Meet the Versatile Producer Making A Name for Himself Across Multiple Genres by Just Being Who He Is; A Conversation with Judge

How does an aspiring producer pack up all his belongings, move to Los Angeles as a total outsider, and land a Young Thug placement about a year later? Just ask Judge. The rising beat maker spent a good part of the last decade crafting and developing his sound on street corners and basement studios in Kansas City, MO, before finally deciding it was time to take the leap of faith to Hollywood, and did things escalate quickly.  

Fast forward to the present and Judge is slowly branding himself into a household name for placement seeking producers, showcasing an otherworldly feel for the right sound selection, vibe, and an unmatched versatility which has led to certain self-dubbed claims like being the, “only producer to ever work with Hoodie Allen and Youngboy Never Broke Again.”

Obviously, there isn’t one way to make a name for yourself in this industry just as there is no predetermined formula for success as an aspiring artist/producer. However, certain things do add their value to the grand scheme of things. Things like good music, persistence, and maybe most importantly, an active social media following, which in today’s filter-free day and age can lead to Twitter rants by Judge ranging from topics like why he needs to stop distorting his 808’s to why prime Marcus Camby is so slept on for example.

• DATA BLOCK:

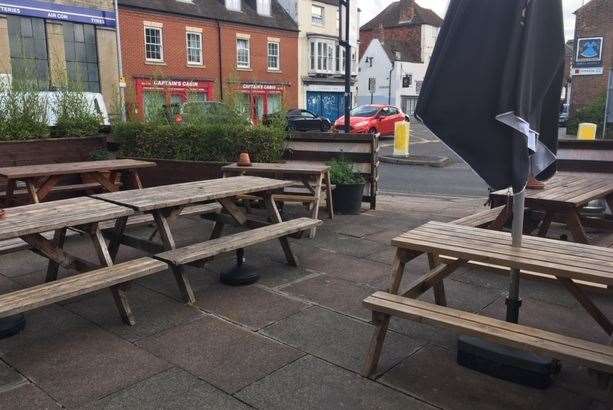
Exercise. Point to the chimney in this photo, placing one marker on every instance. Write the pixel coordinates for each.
(381, 34)
(407, 10)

• PROBLEM 1: In the Judge profile, rewrite the passage that begins with the words "How does an" and ends with "things escalate quickly.", swapping "Los Angeles" for "Atlanta".
• PROBLEM 2:
Answer these questions from the Judge profile:
(a) In what city did Judge develop his sound before moving?
(b) Which two artists does he claim to be the only producer to have worked with?
(c) Which player does he say is slept on in his prime?

• FINAL ANSWER 1:
How does an aspiring producer pack up all his belongings, move to Atlanta as a total outsider, and land a Young Thug placement about a year later? Just ask Judge. The rising beat maker spent a good part of the last decade crafting and developing his sound on street corners and basement studios in Kansas City, MO, before finally deciding it was time to take the leap of faith to Hollywood, and did things escalate quickly.

• FINAL ANSWER 2:
(a) Kansas City, MO
(b) Hoodie Allen and Youngboy Never Broke Again
(c) Marcus Camby